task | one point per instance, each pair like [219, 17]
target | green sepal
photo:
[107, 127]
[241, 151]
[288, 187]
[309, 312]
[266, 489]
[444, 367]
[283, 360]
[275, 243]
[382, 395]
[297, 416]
-----
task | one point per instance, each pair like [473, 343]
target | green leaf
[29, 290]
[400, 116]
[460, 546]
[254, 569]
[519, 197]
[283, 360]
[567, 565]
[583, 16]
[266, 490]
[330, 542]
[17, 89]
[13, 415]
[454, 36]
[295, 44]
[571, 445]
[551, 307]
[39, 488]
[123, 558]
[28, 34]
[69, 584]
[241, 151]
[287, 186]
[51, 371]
-----
■ EXERCISE ■
Looking at the records above, say how many lines contain the string "each". Give the number and no other words.

■ ANSWER ■
2